Directions -
a: Answer these questions about the foreign policy excerpt:
(i) What does Cuba send abroad, and to do what?
(ii) What should a foreign policy be based on instead of monetary profits?
(iii) Which two countries initiated ALBA?
b: Can you carry on the foreign policy excerpt on solidarity and ALBA from the point where it stops?

[Opening Page excerpt section]

Even at its best, international law is no textbook of humane behavior. It says nothing, for example, about sending doctors abroad to provide free health care and education to the world’s most deprived peoples – as Cuba, so much poorer than Canada, does as a matter of elementary human responsibility.
The alternative of solidarity
Something more is needed than merely telling our governments to obey the law. The real alternative is very simple: a foreign policy based on human solidarity, not on monetary profits.
Such a policy is already being implemented by courageous peoples of Latin America who are challenging their imperialist masters. The Bolivarian Alliance of the Peoples of Our America (ALBA), a nine-nation partnership initiated by Cuba and Venezuela, offers trade and mutual assistance based on cooperation not competition. ALBA does not favour any political agenda, but invites poor nations to take the road of national sovereignty and self-sufficiency.

[Closing Page excerpt section]
[Opening Data shown section]

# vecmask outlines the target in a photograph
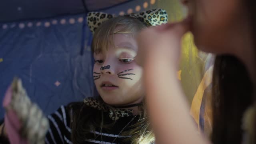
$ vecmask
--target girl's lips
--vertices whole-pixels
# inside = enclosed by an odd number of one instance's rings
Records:
[[[101,88],[105,90],[112,90],[118,88],[118,86],[102,86]]]

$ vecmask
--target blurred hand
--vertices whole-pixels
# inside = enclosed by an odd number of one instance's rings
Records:
[[[138,64],[144,66],[149,60],[159,60],[152,59],[160,58],[177,68],[181,38],[188,30],[186,21],[152,26],[142,30],[137,37],[138,50],[135,60]]]
[[[4,99],[5,128],[11,144],[44,144],[49,127],[42,110],[31,102],[21,80],[15,78]]]

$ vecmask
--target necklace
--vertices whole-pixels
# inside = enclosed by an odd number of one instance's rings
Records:
[[[123,130],[124,130],[124,129],[126,128],[127,127],[127,126],[128,126],[128,125],[129,125],[130,124],[131,122],[132,122],[133,120],[134,120],[134,118],[136,118],[136,116],[137,116],[136,115],[134,116],[134,117],[133,118],[132,118],[132,120],[130,120],[130,122],[128,122],[128,123],[127,123],[127,124],[126,124],[126,125],[125,125],[125,126],[124,126],[124,128],[123,128],[121,130],[120,132],[119,132],[119,133],[118,134],[118,136],[119,136],[120,134],[121,134],[121,133],[123,131]],[[117,136],[115,138],[115,139],[114,139],[114,140],[113,140],[113,141],[112,141],[112,142],[111,142],[111,144],[112,144],[116,140],[117,138]]]

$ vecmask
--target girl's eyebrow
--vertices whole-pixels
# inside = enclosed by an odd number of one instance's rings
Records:
[[[132,49],[134,51],[136,51],[135,50],[135,46],[129,42],[120,42],[116,46],[119,48]]]

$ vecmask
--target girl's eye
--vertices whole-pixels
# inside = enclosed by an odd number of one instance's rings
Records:
[[[102,64],[103,62],[103,60],[96,60],[94,61],[95,63],[97,63],[99,64]]]
[[[119,60],[124,63],[129,64],[132,62],[132,59],[129,59],[129,58],[124,58]]]

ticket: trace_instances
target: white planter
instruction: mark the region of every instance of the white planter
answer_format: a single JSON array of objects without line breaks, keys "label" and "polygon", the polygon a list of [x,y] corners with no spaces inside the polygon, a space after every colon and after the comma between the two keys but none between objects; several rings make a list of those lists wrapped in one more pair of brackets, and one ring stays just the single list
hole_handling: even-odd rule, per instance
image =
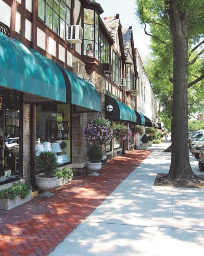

[Closing Data shown section]

Answers below -
a:
(i) Doctors, to provide free health care and education to the world's most deprived peoples.
(ii) Human solidarity.
(iii) Cuba and Venezuela.

b:
- The ALBA Bank gives member countries access to capital based on equality: there is no system of weighted voting.
- ALBA country members can apply for loans for oil purchases on a sliding scale based on the price of oil. ALBA sponsors Petrocaribe, which provides discounted oil to 18 Caribbean nations.
- ALBA’s Telesur assists Latin American countries in developing independent media, and forging unity of the people against their foes.
Engler does not discuss ALBA. Yet surely its example stands as the most convincing alternative to the evils he denounces in Canadian foreign policy. Although it is not in the DNA of Canada’s government to change its character, the activists that Engler addresses should know that such an alternative exists.
Ending Canadian colonialism
As a study limited to foreign policy, the Black Book does not focus sufficiently on the striking parallels between the Canadian government’s treatment of impoverished peoples abroad and those within its own borders. In fact Canada’s imperialist role internationally and its treatment of oppressed peoples within its own borders are two faces of the same reality. Canadian “peacekeeping” actually began with the North West Mounted Police (now the RCMP) and military suppression of the Northwest Rebellion of the Indigenous and Métis in 1885.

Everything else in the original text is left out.